Activity list:
1) In the passage on the Dalai Lama's White House visits, copy the text from "Despite all that, his" to "and Tibet altogether.", swapping "tactic" for "approach".
2) Resume the account of the Dalai Lama's 1991 White House visit from the point where it stops.

Reading passage:
===
Let me go back to His Holiness’ first trip to the White House in 1991. By that time, the Dalai Lama had been coming to the United States for over a decade. He made his first political speech outside of India when he addressed the bipartisan Congressional Human Rights Caucus (now the Tom Lantos Human Rights Commission) in 1987. He received the Nobel Peace Prize in 1989 and was one of the most respected people on the planet.
Despite all that, his meeting with Bush came as a surprise. According to The Washington Post, the president’s supporters in Congress only found out about it one day in advance (Bush had previously declined to speak with the Dalai Lama two years earlier). The meeting did not appear on Bush’s public schedule, nor was there a public report afterward. Fitzwater, the White House press secretary, appeared to downplay their talk, emphasizing His Holiness’ role as a religious leader over his then-role as the political head of the Tibetan people. Subsequent administrations have used the same tactic.
No doubt part of the reason for that has been the enormous pressure China puts on any country whose leaders dare to host His Holiness. As a result, several countries have shamefully backed away from the Dalai Lama and Tibet altogether.
“What America is supposed to be”
China’s pressure was also there 30 years ago when His Holiness first visited the White House. At the time, a senior Bush administration official told The Washington Post, “Of course, we have heard from the Chinese on this, and of course they would prefer no meeting.
“But,” the official added, “the Dalai Lama is a leader in human rights, a religious leader and the president wants to meet with him.” (It must have helped that Bush’s cousin, Elsie Walker, was a longtime supporter of Tibet who urged the president to receive His Holiness.)
Before his meeting with Bush, the Dalai Lama was surprisingly (to me anyway) blunt in his criticism of US policy, labeling it “unequal and unfair” for assisting some countries like Kuwait (remember that this was the time of the Gulf War) while not doing as much for a place like Tibet. As an immigrant and a man of color, I’m unhappily aware of the injustice this country is capable of. But I feel my background also gives me greater appreciation for America’s highest ideals. And I see those ideals come to life whenever our leaders embrace His Holiness.
===
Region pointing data
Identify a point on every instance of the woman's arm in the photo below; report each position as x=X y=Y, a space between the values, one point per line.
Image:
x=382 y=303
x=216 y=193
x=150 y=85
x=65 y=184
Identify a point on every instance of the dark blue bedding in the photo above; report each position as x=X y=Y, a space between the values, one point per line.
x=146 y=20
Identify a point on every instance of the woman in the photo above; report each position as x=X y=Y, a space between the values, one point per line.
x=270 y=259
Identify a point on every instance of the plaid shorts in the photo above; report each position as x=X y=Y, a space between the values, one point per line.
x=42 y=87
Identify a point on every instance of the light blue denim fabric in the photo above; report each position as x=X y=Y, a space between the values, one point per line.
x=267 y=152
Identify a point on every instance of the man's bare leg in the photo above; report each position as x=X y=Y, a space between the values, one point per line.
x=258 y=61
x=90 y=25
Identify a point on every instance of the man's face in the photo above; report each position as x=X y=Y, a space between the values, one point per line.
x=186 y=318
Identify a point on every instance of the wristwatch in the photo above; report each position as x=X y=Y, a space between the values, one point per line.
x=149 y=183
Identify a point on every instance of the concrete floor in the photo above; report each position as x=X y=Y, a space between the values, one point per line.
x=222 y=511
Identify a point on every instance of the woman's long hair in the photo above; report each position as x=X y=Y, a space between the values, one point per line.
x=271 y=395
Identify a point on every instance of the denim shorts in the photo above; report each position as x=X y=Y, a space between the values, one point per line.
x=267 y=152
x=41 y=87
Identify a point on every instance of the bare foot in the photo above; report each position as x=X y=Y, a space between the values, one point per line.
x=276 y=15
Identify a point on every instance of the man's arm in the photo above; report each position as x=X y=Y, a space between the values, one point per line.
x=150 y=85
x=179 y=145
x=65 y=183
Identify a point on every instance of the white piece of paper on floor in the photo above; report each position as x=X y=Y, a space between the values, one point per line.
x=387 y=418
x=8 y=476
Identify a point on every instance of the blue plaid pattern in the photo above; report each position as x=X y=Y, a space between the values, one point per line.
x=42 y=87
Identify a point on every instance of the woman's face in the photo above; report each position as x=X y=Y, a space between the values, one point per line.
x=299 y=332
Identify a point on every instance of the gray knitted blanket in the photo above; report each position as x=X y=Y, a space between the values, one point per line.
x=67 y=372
===
Responses by task:
1)
Despite all that, his meeting with Bush came as a surprise. According to The Washington Post, the president’s supporters in Congress only found out about it one day in advance (Bush had previously declined to speak with the Dalai Lama two years earlier). The meeting did not appear on Bush’s public schedule, nor was there a public report afterward. Fitzwater, the White House press secretary, appeared to downplay their talk, emphasizing His Holiness’ role as a religious leader over his then-role as the political head of the Tibetan people. Subsequent administrations have used the same approach.
No doubt part of the reason for that has been the enormous pressure China puts on any country whose leaders dare to host His Holiness. As a result, several countries have shamefully backed away from the Dalai Lama and Tibet altogether.

2)
Looking back on the 30th anniversary of the Dalai Lama’s first visit to the White House, I couldn’t help but think of something our ICT Chairman Richard Gere said during this year’s State Department reception for “Losar,” the Tibetan New Year. The event was itself a positive sign about US support for Tibet, as it marked the first time a secretary of state had taken part in the holiday celebration.
But Gere made it even more special by recalling that glorious day in 2007 when the Dalai Lama received the Congressional Gold Medal in the US Capitol Rotunda. (President George W. Bush spoke at the ceremony, the only time a sitting president has met with His Holiness in public.)
“When His Holiness spoke, I think everyone was in tears,” Gere recounted. “Again, this feeling that this is what America is supposed to be. In that moment, the Dalai Lama was the first among Americans. And I think we also maybe reclaimed our ideals.”
ICT Chairman Richard Gere discusses American ideals at the State Department’s 2021 Tibetan New Year event.
Thirty years ago, as he was about to make his first visit to the White House, the Dalai Lama said America should stand on its principles in international relations. As we mark the anniversary of that happy, historic event, we should continue to push our country to follow His Holiness’ advice by standing as Americans with the Dalai Lama and the people of Tibet.